======== TEXTE DU DOCUMENT
Accueil » Les femmes, victimes désignées de la violence politique en Tunisie

Les femmes, victimes désignées de la violence politique en Tunisie

Moussi agressée par Makhlouf sous la coupole de l’Assemblée. La justice n’a encore rien vu.

Alors que l’on célèbre, aujourd’hui, vendredi 13 août 2021, en Tunisie, la fête nationale de la femme, la scène des deux agressions de Abir Moussi, présidente du Parti destourien libre (PDL), le 30 juin dernier, sous la coupole de l’Assemblée, au Bardo, et en présence de la ministre de la Femme, demeure riche en enseignements.

Par Meriem Bouchoucha *

Il est inutile de revenir sur la scène en elle-même car ce n’est qu’une expression de plus de la façon d’agir des extrémistes religieux d’une façon générale : réécoutez les aveux de la personne qui a commis les crimes de Bab Souika, en 1991, mineur à l’époque; rappelez-vous des tirs à la chevrotine contre les manifestants à Siliana par la police dirigée par l’islamiste Ali Larayedh; rappelez-vous des péripéties de l’école du terrorisme de Regueb où l’on viole des écoliers, au vu et au su de l’Etat; et j’en passe… L’agression physique est la façon la plus banale de discuter chez les adeptes d’Ennahdha.

Je parlerai du modus operandi des islamistes depuis 2011 et dont la scène du 30 juin dernier n’est qu’une illustration parmi d’autres. Leur organigramme est d’ailleurs constitué de voyous, de complices et de tartuffes.

Les voyous sont au pouvoir ou proches du pouvoir: Sahbi Smara, qui a agressé physiquement la députée Abir Moussi, Ahmed Ayed qui l’a arrosée avec un liquide, le plus probablement et heureusement ce n’était que de l’eau, et Seifeddine Makhlouf, sont d’une vulgarité inouïe, comme ils l’ont toujours montré. Ce dernier a fait son goujat dans un premier temps, puis l’a agressée physiquement, au vu et au su de tous.
================
======== DONNÉES EXTRAITES
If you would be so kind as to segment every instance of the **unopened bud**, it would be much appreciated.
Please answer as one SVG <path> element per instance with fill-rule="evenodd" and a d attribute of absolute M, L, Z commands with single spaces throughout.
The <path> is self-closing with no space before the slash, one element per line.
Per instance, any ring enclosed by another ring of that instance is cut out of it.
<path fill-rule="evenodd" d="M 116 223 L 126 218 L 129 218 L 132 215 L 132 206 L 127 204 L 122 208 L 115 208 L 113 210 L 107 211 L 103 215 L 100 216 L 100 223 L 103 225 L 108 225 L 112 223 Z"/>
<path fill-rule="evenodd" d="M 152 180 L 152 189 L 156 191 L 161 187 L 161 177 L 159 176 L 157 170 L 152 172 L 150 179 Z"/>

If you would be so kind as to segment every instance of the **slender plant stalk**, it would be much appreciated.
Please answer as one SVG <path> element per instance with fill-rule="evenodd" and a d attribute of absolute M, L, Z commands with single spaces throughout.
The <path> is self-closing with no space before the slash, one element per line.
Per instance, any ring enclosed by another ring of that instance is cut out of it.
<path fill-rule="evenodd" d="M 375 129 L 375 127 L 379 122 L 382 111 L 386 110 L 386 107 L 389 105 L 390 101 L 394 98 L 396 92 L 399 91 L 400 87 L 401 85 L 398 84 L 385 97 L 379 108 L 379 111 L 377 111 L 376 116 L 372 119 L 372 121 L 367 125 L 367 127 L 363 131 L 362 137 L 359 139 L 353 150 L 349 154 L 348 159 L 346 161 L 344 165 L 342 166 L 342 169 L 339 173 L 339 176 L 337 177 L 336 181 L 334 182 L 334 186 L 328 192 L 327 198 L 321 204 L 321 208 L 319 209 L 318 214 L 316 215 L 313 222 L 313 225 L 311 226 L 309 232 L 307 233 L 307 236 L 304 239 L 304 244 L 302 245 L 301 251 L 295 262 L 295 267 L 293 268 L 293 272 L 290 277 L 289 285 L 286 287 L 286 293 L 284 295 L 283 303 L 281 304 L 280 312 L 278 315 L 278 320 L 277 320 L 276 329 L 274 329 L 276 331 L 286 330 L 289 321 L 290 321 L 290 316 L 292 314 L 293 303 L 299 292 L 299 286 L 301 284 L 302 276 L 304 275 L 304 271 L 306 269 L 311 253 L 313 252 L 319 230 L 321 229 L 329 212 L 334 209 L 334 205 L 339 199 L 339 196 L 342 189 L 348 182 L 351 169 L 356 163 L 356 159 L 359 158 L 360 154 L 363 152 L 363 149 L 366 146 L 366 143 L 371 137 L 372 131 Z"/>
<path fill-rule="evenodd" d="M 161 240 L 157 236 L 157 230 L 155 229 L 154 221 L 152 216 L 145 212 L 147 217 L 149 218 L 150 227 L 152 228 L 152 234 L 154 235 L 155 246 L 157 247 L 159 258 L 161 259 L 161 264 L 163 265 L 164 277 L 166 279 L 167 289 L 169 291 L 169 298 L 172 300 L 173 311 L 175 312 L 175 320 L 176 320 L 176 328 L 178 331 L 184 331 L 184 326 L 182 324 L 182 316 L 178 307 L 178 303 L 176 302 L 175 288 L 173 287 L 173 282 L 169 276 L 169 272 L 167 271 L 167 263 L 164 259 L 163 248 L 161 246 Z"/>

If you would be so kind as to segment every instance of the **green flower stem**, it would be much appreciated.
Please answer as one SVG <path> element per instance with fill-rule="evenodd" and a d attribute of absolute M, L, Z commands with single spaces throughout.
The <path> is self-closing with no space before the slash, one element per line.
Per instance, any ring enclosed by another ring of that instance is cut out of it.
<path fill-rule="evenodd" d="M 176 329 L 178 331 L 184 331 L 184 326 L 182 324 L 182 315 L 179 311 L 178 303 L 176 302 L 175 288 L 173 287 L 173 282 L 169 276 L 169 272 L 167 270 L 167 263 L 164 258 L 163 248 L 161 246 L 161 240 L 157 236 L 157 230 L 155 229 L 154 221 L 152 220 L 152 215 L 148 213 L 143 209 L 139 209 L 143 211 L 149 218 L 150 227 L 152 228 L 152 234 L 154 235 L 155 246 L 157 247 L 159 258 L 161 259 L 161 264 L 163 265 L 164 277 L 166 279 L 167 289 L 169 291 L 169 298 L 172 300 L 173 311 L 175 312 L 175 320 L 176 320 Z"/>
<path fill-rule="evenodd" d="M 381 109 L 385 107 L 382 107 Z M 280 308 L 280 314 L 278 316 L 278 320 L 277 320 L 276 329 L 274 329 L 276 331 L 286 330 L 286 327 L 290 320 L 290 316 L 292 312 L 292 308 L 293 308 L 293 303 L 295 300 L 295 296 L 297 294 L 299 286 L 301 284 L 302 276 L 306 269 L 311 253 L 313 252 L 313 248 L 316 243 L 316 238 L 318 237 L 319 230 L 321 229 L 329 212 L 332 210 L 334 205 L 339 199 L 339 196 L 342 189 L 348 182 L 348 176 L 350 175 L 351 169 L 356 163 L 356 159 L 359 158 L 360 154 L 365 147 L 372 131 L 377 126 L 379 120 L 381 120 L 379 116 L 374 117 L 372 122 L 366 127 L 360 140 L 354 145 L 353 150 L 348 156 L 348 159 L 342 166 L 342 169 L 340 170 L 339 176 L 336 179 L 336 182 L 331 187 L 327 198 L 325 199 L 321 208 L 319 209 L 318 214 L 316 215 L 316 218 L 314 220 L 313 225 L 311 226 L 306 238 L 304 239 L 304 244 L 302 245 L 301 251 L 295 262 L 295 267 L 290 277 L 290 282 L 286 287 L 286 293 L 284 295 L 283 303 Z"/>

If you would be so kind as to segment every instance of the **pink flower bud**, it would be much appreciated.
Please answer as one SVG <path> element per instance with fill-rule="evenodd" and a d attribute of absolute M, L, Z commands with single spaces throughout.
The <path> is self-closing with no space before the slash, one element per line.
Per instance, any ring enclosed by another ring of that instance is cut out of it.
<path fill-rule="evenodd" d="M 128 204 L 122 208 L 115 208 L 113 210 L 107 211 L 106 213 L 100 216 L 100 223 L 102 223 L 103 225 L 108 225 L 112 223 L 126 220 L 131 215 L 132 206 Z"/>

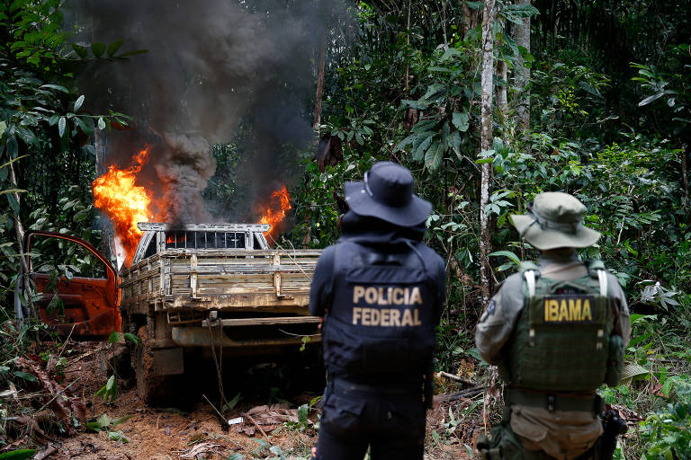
================
• **CONSIGNE 1**:
Recopiez à l'identique la partie des enregistrements qui s'ouvre sur leur toute première ligne et se clôt sur la ligne contenant « 152 180 L 152 », ces deux lignes comprises.
• **CONSIGNE 2**:
Rédigez la suite de l'article sur la violence politique subie par les femmes en Tunisie, en reprenant immédiatement après sa dernière phrase.

• **RÉSULTAT ATTENDU 1**:
If you would be so kind as to segment every instance of the **unopened bud**, it would be much appreciated.
Please answer as one SVG <path> element per instance with fill-rule="evenodd" and a d attribute of absolute M, L, Z commands with single spaces throughout.
The <path> is self-closing with no space before the slash, one element per line.
Per instance, any ring enclosed by another ring of that instance is cut out of it.
<path fill-rule="evenodd" d="M 116 223 L 126 218 L 129 218 L 132 215 L 132 206 L 127 204 L 122 208 L 115 208 L 113 210 L 107 211 L 103 215 L 100 216 L 100 223 L 103 225 L 108 225 L 112 223 Z"/>
<path fill-rule="evenodd" d="M 152 180 L 152 189 L 156 191 L 161 187 L 161 177 L 159 176 L 157 170 L 152 172 L 150 179 Z"/>

• **RÉSULTAT ATTENDU 2**:
Le premier est ancienne recrue de l’appareil du RCD, l’ancien parti au pouvoir sous la dictature de Ben Ali, chargé de faire la propagande pour la personne du président, le second un illustre inconnu et le troisième, avocat proche d’Ennahdha et fondateur d’Al-Karama, une coalition satellite du parti islamiste tunisien.

Dans chaque agression importante qui survient quand Ennahdha est politiquement dos au mur, celui-ci recourt à ce genre de gros bras au profil indéfini pour faire diversion.

Les premières années après la révolution, le groupe jihadiste Ansar Al-Charia et les fameuses Ligues de protection de la révolution, qui ont été dissoute entre-temps, ont joué ce rôle de para-chocs.

Ennahdha a des hommes de main qui sont chargés de faire ce que le parti islamiste s’interdit lui-même pour continuer à se présenter comme un parti civil, démocrate et pacifique. Ce qu’il n’a jamais vraiment été. Et ces malotrus sont chargés d’abord d’intimider, ensuite d’agresser et ils pourraient même tuer, le cas échéant, dans une totale impunité. Les extrémistes religieux qui ont assassiné Chokri Belaid et Mohamed Brahmi, en 2013, ne sont-ils pas encore libres comme l’air ?

Souvenons-nous aussi de Lotfi Nagdh, coordinateur régional de Nidaa Tounes à Tataouine, qui a été lynché, en plein jour, en 2012, par des éléments membres d’Ennahdha, qui plus est, devant les caméras : la vidéo existe et tout le monde l’a vue. Le médecin légiste conclut à un arrêt cardiaque et les tueurs furent innocentés après quelques années de lentes et fastidieuses procédures. Pour noyer le poisson et faire diversion…

Pareillement, Abir Moussi a été violentée sous la coupole du Palais du Bardo devant les caméras, et c’est contre que la justice a engagé des poursuites, suite à une plainte déposée par Rached Ghannouchi. Cherchez l’erreur !

Les partisans du parti Ennahdha profitent toujours du même statut qu’ils avaient avant 2011, celui d’opprimés. Ils ont beau avoir eu le pouvoir et profité pendant dix ans des privilèges qui y sont liés… ce sont toujours eux les victimes.

Bien que la justice, après les dispositions constitutionnelles exceptionnelles annoncées par le président de la république Kaïs Saïed, le 25 juillet dernier, ait interdit à certains de quitter le territoire et mis d’autres sous résidence surveillée, en attendant l’issue des affaires judiciaires dont ils font encore l’objet, cette même justice n’a pas dit son mot sur la plus grave affaire que la Tunisie ait connu dans son histoire contemporaine, celle de l’appareil sécuritaire parallèle d’Ennahdha, qui, outre les assassinats politiques, était en charge du recrutement des jeunes pour les envoyer comme jihadistes en Libye, en Syrie et en Irak.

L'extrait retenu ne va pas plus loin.